**Data in this exercise**
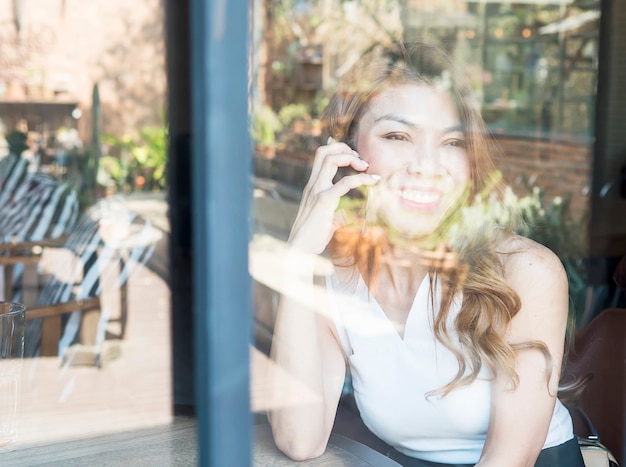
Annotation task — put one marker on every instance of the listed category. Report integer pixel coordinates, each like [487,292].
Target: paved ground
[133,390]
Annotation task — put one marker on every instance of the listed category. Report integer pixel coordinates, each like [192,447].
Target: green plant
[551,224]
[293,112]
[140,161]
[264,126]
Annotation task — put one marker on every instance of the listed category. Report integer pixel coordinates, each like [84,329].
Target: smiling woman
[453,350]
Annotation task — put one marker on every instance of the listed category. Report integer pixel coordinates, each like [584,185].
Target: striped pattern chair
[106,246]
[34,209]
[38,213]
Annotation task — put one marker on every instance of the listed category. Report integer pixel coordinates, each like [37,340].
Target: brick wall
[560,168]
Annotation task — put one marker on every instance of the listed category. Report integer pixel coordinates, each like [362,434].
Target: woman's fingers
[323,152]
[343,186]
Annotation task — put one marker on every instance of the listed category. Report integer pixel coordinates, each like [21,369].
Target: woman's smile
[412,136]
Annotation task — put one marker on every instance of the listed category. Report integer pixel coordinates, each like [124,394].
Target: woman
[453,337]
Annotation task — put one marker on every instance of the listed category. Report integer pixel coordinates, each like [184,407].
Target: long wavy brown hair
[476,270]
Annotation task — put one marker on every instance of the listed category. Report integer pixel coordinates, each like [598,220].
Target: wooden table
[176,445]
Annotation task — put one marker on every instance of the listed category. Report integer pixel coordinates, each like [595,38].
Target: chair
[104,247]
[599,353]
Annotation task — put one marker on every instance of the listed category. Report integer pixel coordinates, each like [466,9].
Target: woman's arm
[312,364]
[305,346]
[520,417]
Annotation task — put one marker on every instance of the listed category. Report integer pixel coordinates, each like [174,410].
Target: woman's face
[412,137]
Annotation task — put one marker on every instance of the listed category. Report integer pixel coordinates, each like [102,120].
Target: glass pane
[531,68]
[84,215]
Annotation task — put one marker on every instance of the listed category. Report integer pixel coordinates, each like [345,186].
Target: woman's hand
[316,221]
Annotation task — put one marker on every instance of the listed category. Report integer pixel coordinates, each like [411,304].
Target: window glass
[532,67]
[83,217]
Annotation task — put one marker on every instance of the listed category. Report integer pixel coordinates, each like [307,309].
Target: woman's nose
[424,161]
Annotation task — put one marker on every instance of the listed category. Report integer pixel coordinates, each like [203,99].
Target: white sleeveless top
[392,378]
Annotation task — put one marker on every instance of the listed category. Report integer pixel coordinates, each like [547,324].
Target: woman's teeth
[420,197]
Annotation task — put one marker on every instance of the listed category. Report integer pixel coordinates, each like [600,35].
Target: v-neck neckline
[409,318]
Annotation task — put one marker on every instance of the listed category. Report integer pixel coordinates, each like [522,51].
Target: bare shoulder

...

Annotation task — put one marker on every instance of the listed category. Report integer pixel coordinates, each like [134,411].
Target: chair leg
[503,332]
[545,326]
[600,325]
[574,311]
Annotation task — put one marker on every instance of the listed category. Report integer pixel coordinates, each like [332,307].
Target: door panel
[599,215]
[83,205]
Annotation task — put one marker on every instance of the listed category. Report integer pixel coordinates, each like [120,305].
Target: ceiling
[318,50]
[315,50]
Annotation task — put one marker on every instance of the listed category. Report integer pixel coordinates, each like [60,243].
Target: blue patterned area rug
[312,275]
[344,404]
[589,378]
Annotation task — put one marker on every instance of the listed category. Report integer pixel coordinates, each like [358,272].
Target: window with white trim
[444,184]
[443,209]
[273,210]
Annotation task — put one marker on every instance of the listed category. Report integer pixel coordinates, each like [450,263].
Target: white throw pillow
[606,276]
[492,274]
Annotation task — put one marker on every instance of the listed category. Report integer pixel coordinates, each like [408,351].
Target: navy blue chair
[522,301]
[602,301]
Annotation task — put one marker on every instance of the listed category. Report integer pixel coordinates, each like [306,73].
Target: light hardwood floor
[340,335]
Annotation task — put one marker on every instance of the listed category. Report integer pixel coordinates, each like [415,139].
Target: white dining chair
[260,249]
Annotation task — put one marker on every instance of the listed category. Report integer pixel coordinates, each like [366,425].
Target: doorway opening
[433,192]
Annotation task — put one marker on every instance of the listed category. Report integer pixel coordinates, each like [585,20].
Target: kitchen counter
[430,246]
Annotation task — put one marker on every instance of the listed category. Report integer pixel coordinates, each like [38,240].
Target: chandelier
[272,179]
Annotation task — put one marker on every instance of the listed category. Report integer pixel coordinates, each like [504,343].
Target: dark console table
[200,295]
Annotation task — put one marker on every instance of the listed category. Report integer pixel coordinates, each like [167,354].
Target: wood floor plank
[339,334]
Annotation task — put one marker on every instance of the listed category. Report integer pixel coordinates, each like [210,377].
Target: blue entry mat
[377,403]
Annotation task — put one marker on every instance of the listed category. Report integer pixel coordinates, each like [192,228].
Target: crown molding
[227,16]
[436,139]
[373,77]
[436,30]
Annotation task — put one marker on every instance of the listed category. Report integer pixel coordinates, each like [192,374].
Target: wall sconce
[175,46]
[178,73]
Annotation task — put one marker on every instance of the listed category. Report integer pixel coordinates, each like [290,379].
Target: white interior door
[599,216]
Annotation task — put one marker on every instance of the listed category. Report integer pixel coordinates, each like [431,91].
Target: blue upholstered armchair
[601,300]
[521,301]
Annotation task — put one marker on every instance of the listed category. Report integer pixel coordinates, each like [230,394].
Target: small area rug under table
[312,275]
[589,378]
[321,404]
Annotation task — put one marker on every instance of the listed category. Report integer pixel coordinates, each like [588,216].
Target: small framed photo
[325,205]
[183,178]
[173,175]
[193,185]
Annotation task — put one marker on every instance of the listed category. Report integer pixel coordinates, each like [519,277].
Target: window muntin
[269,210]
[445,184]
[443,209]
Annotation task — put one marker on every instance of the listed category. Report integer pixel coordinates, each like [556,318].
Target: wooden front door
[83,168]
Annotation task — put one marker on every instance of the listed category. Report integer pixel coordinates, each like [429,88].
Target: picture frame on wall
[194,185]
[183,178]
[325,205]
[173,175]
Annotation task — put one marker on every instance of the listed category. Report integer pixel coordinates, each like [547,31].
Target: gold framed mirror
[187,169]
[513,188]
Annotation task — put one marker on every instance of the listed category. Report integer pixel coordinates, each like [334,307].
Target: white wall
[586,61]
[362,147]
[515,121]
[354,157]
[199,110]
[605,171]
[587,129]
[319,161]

**What to do**
Count the lines of the records that contain the word "framed", matching case exactly, and give only the number.

**Answer to the problem**
2